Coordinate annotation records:
--- BEGIN ---

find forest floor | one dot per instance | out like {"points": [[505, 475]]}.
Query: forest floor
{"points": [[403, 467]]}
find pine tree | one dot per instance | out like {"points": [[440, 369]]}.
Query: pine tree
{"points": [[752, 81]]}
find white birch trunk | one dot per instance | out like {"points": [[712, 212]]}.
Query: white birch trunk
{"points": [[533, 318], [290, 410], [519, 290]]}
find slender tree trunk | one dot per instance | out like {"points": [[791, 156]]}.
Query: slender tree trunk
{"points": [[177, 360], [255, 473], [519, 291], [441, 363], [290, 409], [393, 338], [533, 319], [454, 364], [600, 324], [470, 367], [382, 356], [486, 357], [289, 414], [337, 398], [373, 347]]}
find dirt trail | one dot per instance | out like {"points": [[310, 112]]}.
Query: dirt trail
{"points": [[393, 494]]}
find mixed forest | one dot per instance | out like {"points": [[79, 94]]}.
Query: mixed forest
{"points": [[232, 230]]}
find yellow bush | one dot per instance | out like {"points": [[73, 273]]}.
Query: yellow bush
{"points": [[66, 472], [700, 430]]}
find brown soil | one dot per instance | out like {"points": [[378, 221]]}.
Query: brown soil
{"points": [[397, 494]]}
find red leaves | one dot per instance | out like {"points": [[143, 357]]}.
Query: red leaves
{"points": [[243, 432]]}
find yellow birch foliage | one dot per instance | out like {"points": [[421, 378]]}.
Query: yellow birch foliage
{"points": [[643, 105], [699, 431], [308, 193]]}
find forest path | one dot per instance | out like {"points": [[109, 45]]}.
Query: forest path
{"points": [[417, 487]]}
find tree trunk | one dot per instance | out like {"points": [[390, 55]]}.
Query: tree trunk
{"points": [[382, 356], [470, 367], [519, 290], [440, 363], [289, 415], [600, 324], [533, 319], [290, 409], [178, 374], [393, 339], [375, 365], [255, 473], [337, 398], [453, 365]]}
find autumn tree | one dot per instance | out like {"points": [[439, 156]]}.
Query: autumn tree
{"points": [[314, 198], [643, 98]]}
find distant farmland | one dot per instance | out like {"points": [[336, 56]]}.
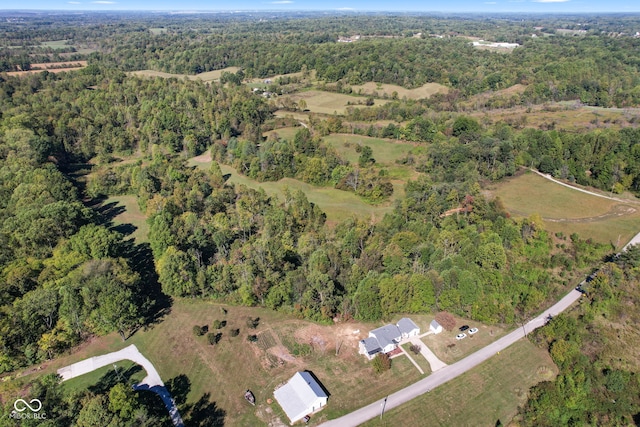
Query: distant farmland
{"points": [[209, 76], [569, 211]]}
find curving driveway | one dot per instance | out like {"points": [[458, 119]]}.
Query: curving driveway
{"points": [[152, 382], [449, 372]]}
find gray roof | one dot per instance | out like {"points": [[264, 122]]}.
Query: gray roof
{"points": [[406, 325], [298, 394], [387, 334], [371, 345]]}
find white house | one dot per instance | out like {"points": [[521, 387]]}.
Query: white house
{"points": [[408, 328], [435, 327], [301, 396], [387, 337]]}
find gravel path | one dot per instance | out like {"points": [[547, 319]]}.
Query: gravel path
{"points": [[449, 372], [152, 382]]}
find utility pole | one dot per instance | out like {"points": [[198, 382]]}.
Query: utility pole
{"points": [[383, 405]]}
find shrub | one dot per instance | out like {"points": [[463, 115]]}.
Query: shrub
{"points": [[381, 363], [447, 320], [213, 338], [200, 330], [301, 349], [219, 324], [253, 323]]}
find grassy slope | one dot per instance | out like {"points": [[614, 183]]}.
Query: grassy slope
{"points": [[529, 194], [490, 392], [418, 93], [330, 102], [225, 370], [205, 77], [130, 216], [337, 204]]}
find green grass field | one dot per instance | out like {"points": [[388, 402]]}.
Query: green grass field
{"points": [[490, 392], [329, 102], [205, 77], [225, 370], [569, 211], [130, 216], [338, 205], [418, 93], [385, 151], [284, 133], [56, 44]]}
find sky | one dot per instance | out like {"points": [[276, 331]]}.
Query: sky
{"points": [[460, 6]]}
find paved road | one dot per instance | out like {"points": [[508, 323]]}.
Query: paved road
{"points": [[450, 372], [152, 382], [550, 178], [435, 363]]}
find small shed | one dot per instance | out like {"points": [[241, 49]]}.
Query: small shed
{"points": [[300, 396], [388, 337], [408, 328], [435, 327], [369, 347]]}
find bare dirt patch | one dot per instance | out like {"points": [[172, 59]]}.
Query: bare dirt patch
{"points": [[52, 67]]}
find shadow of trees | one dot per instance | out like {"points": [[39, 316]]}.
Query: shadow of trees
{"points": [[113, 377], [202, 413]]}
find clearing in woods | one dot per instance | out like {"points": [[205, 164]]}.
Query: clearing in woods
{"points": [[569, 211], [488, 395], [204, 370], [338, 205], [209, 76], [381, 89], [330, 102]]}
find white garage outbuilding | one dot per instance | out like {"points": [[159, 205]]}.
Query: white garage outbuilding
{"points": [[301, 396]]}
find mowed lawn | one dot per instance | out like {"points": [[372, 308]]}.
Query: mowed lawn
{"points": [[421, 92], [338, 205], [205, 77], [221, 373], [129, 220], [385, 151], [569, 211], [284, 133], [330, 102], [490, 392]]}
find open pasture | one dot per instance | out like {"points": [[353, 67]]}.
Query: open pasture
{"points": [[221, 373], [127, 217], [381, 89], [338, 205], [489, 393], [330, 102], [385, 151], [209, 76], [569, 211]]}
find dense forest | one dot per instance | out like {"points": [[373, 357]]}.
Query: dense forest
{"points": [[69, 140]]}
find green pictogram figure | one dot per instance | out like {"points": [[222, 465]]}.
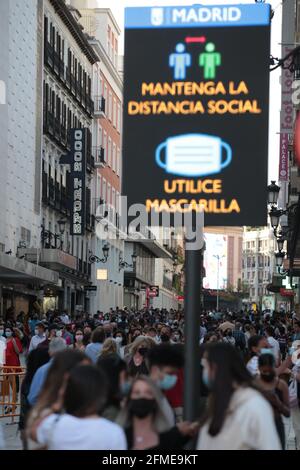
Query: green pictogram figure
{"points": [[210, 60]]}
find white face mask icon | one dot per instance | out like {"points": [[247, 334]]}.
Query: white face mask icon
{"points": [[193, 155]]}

--- END ---
--- BEGIN ---

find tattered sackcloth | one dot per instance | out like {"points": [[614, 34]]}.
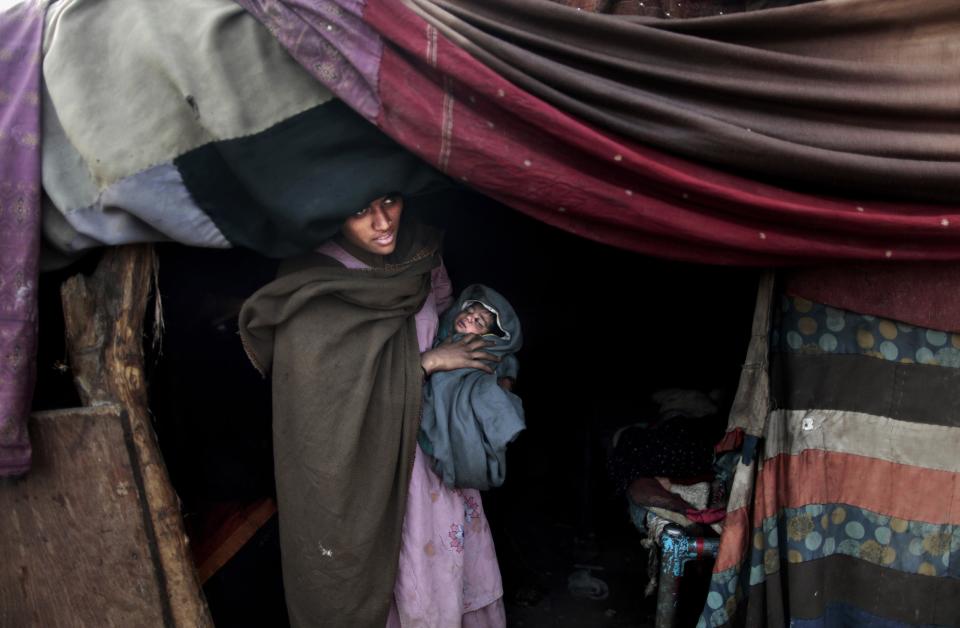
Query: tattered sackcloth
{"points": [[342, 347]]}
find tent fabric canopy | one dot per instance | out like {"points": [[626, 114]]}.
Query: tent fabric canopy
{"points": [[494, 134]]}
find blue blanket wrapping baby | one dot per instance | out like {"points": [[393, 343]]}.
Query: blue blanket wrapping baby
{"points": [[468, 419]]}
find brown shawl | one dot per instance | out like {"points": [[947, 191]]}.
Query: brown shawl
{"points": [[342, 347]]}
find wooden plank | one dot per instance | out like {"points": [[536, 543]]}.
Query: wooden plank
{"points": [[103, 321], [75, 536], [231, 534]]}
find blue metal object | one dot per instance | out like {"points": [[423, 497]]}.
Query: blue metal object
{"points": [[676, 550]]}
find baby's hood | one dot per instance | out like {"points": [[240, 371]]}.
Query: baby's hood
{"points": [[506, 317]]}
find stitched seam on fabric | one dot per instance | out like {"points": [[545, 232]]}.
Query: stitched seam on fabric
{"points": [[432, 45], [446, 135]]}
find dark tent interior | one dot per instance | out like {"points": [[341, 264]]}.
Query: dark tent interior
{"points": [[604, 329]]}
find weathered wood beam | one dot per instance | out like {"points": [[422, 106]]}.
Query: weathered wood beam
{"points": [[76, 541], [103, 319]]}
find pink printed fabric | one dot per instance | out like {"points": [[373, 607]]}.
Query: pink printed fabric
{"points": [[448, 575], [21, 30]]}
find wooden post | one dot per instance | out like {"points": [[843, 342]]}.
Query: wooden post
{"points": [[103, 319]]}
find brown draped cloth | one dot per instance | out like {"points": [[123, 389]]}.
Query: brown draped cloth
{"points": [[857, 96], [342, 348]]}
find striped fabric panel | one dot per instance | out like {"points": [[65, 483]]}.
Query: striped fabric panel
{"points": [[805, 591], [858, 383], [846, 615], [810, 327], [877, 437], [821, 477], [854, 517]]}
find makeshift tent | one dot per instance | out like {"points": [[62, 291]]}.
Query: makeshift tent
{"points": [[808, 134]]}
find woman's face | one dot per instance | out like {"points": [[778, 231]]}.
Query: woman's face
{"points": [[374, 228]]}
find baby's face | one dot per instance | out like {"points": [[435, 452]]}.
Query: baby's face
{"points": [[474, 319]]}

--- END ---
--- BEGIN ---

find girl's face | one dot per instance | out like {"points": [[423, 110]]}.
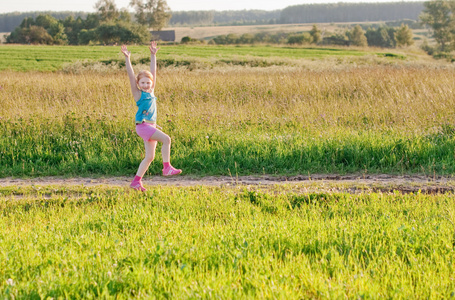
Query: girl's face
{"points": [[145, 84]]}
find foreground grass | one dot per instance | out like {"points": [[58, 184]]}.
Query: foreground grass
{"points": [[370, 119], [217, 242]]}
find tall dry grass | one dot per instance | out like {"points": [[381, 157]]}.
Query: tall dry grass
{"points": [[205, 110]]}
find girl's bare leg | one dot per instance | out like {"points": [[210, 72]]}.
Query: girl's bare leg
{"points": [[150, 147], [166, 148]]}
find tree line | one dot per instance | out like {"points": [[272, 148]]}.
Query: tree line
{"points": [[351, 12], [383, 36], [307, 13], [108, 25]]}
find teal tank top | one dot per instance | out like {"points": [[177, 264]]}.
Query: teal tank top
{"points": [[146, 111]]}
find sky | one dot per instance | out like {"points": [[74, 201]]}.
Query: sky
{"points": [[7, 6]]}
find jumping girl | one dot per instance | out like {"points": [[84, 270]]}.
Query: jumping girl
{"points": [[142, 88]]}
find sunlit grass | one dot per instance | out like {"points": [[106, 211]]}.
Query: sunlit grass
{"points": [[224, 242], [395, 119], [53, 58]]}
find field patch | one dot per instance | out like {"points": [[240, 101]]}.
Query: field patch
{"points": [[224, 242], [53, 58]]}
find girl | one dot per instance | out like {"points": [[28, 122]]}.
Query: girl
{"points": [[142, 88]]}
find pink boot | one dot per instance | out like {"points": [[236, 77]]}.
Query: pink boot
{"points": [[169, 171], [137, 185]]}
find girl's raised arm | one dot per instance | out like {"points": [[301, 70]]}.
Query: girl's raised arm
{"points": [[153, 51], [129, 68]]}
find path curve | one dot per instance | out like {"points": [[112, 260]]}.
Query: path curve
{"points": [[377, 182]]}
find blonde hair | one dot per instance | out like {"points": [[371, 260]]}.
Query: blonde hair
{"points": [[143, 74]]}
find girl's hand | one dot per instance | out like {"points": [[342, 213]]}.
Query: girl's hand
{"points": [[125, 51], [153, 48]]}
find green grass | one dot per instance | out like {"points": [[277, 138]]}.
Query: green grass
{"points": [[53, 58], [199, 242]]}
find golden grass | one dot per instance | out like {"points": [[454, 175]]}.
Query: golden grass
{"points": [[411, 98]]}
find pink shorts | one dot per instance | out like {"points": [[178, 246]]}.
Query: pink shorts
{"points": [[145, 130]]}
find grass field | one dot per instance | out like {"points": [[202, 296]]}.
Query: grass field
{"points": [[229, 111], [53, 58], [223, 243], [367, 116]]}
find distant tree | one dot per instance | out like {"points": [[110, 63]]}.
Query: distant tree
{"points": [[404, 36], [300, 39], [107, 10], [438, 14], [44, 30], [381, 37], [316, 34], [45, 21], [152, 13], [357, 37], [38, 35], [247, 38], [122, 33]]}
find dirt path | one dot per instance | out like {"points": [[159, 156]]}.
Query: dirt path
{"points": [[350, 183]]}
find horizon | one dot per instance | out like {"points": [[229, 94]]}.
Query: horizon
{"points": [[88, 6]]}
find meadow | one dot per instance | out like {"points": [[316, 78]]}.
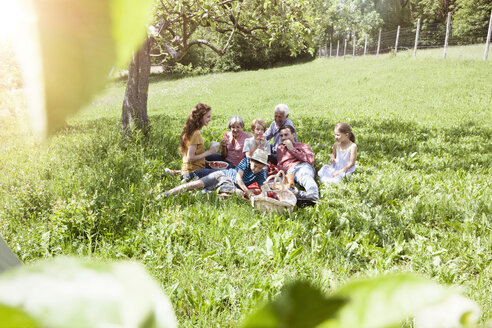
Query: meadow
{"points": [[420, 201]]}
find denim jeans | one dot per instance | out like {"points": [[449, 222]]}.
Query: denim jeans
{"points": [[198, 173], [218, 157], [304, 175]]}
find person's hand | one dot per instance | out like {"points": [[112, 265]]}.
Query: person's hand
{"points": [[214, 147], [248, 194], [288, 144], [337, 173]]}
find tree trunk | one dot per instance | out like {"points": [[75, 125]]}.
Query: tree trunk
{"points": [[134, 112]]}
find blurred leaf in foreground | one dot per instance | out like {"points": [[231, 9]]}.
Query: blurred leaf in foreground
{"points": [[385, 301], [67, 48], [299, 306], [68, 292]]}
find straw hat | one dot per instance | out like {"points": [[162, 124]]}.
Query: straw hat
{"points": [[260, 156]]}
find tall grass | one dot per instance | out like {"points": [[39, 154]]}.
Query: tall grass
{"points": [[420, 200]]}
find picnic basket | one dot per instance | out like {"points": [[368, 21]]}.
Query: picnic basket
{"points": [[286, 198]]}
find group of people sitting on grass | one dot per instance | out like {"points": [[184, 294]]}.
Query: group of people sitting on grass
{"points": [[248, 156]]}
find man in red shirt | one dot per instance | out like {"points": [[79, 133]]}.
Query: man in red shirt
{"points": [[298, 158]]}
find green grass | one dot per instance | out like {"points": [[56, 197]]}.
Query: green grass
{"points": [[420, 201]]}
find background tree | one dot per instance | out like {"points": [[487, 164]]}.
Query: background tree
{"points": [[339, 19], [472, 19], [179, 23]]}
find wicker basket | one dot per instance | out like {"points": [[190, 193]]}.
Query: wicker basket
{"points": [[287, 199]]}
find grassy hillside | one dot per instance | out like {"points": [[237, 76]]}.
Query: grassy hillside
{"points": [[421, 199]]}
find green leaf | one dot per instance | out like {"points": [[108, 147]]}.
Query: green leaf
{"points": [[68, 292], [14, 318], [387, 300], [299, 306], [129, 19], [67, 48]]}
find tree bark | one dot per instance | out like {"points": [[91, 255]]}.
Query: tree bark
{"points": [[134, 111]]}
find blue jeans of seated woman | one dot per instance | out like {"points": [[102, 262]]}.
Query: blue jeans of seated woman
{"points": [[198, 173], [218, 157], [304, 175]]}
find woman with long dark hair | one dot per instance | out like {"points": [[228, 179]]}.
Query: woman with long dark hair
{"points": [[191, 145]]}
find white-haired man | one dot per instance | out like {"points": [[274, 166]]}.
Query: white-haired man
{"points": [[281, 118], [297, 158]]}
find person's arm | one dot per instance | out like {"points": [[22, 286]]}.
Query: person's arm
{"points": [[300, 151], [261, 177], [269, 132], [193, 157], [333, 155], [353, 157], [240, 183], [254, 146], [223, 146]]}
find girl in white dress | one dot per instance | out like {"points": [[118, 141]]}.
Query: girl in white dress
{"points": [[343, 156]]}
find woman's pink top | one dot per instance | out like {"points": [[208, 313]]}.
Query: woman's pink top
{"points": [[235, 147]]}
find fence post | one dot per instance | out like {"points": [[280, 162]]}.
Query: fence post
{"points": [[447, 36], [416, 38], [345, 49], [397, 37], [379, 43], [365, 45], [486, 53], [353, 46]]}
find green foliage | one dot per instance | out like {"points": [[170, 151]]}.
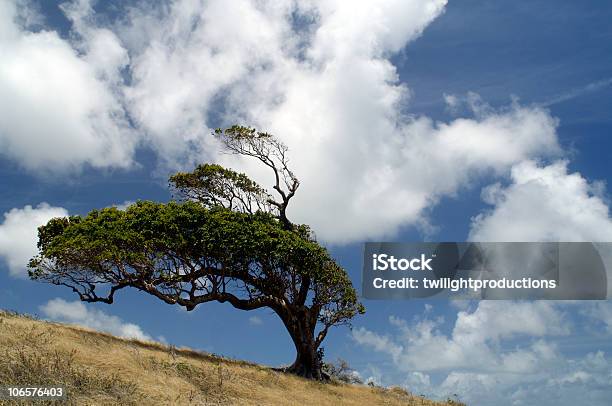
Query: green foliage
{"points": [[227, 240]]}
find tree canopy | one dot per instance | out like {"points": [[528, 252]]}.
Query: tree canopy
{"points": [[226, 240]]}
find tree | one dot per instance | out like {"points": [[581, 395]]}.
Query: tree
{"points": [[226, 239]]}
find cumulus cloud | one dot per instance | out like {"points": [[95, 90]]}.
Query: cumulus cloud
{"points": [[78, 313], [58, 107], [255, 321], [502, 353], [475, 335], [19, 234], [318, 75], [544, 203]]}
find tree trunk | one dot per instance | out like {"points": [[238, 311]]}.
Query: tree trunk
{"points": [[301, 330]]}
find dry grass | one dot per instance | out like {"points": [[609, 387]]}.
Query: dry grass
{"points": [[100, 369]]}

--- END ---

• Aim of the task:
Identify every line of the material that contains the string "field", and copy each of those lines. Treat matches as case-sensitive.

• Output for this exercise:
find green grass field | one dot per instance | out like {"points": [[388, 402]]}.
Query: green grass field
find field patch | one dot per instance | out like {"points": [[240, 101]]}.
Query: field patch
find grass field | one dot per instance | out like {"points": [[202, 296]]}.
Query: grass field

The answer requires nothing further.